Data shown START

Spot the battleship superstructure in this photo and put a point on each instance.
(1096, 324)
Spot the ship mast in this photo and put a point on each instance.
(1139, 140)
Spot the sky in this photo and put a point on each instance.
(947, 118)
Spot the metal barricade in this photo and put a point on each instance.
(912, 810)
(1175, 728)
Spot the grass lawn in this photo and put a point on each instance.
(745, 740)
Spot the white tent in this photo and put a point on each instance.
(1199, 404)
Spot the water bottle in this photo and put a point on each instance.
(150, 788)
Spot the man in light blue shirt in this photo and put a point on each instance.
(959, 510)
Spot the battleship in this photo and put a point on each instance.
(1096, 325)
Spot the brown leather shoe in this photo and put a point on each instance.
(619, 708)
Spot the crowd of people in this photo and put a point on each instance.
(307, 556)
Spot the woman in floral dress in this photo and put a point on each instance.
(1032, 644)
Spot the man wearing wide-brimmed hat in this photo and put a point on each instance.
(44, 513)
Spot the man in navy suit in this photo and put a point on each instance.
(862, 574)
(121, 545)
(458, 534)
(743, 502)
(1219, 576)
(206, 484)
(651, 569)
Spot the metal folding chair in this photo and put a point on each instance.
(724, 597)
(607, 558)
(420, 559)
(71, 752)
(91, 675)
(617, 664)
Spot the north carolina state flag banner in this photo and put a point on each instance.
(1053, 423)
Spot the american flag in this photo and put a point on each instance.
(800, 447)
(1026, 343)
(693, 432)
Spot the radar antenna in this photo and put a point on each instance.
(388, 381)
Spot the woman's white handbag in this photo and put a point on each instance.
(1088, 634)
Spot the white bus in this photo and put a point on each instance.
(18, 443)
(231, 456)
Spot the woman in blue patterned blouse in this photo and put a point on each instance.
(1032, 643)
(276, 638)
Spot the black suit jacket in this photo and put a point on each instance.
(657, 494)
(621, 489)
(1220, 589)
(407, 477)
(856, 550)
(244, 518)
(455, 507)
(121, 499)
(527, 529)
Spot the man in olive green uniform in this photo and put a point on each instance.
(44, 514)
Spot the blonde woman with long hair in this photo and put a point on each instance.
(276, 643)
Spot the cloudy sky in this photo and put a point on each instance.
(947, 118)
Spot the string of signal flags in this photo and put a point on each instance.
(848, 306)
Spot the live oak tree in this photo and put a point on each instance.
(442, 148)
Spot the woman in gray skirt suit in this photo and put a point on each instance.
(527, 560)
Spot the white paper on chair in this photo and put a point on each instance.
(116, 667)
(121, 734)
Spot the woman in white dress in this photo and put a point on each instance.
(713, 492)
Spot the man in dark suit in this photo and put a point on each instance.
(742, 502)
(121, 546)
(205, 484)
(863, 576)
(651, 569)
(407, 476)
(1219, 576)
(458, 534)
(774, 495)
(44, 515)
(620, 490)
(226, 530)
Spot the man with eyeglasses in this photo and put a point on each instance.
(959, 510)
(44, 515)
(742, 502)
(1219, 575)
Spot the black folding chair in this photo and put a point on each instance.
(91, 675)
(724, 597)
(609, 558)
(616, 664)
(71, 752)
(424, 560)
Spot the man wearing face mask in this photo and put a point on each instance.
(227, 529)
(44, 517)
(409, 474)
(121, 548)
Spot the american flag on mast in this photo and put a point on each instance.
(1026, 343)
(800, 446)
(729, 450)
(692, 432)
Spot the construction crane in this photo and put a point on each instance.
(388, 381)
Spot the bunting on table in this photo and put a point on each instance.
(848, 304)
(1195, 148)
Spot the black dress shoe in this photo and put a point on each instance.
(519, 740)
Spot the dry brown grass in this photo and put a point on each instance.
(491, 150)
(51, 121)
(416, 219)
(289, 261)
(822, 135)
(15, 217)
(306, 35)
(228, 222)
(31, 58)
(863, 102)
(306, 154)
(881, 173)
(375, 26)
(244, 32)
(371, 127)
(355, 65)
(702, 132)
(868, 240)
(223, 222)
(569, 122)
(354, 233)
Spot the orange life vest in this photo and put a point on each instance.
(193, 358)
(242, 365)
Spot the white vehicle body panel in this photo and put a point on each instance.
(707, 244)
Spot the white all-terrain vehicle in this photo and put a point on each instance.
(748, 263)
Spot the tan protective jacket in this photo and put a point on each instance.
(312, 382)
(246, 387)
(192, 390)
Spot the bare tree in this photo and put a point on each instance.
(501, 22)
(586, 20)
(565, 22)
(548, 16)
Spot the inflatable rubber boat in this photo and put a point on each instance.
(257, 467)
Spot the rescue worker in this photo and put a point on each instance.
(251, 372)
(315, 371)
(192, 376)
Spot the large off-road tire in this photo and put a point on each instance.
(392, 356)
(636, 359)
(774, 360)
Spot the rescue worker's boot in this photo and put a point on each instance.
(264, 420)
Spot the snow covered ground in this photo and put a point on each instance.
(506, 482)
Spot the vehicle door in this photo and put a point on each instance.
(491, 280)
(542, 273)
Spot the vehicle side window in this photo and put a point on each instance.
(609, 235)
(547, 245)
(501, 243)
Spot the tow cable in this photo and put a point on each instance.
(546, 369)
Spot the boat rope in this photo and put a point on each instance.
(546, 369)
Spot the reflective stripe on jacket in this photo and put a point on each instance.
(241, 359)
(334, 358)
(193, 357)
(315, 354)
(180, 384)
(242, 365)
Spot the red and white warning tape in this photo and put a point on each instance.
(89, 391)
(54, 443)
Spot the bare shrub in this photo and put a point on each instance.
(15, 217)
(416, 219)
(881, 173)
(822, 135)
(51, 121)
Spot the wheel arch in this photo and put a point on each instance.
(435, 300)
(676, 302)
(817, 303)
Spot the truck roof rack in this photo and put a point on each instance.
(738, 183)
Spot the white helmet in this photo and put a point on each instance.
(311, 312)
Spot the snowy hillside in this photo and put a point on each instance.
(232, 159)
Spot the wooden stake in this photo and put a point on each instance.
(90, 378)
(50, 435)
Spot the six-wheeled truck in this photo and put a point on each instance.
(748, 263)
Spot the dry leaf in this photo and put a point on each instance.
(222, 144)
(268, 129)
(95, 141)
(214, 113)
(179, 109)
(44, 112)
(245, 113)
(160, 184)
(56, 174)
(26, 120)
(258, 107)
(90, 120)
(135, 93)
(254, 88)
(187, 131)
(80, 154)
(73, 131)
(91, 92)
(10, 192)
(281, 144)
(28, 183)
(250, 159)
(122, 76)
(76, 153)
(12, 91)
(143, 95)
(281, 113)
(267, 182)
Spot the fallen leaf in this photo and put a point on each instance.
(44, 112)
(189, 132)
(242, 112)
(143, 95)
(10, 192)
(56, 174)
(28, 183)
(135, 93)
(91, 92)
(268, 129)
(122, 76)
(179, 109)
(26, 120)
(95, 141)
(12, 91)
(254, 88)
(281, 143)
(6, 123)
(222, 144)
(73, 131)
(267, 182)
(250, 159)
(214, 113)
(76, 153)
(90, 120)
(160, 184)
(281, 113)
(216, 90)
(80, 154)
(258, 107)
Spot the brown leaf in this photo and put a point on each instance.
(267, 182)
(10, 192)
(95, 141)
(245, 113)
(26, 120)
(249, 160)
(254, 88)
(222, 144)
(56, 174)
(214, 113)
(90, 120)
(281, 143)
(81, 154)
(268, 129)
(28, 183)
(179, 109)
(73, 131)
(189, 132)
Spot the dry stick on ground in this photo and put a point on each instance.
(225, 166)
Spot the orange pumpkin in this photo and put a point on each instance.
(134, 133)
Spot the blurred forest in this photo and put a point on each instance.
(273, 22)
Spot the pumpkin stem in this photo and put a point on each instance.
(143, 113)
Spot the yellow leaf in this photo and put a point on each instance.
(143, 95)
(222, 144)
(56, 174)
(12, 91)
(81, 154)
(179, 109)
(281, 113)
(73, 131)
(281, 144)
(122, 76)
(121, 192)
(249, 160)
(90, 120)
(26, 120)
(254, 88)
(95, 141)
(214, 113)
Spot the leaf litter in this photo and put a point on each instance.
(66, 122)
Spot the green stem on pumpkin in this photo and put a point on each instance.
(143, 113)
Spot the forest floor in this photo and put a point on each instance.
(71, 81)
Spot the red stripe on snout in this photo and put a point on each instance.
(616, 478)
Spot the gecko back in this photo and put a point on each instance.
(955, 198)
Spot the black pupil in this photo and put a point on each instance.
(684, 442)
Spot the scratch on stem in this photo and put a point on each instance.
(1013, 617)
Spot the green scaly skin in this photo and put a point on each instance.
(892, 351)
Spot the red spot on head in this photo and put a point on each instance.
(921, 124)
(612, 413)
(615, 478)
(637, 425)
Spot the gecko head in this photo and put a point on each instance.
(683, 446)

Data shown END

Action item: Your task is to restate, word for word, the line with "Spot the dry stick" and all lines after it, ending with the last line of the data.

Output for this task:
Spot the dry stick on ground in this photo and put a point on each instance.
(225, 166)
Spot the orange pumpkin in this photo and put a point on each instance.
(134, 133)
Spot the blurred forest in this photo and put a point on each instance.
(273, 22)
Spot the pumpkin stem in this photo and put a point on each instance.
(143, 113)
Spot the yellow leaf in this photo and put a point on each instance.
(143, 95)
(222, 144)
(56, 174)
(12, 91)
(81, 154)
(179, 109)
(281, 113)
(73, 131)
(281, 144)
(122, 76)
(121, 192)
(249, 160)
(90, 120)
(26, 120)
(254, 88)
(95, 141)
(214, 113)
Spot the leaf litter in this photo and put a point on each instance.
(66, 122)
Spot the green stem on pumpkin in this photo and put a point on each instance.
(143, 113)
Spot the forest floor in this photo and put a point on each instance.
(71, 81)
Spot the red stripe on snout in this photo and put a point on each instance.
(616, 478)
Spot the gecko back in this photo and put a point on each instance.
(955, 198)
Spot the black pupil in this photo and put a point on each instance.
(684, 442)
Spot the scratch on stem in this photo and put a point on each instance.
(1013, 617)
Spot the green scaly skin in this photo and put a point on each instance.
(892, 351)
Spot the red spot on head in this photo and put a point on each instance.
(921, 124)
(612, 413)
(615, 478)
(637, 425)
Spot the gecko head in this photo and put a point on each instance.
(683, 446)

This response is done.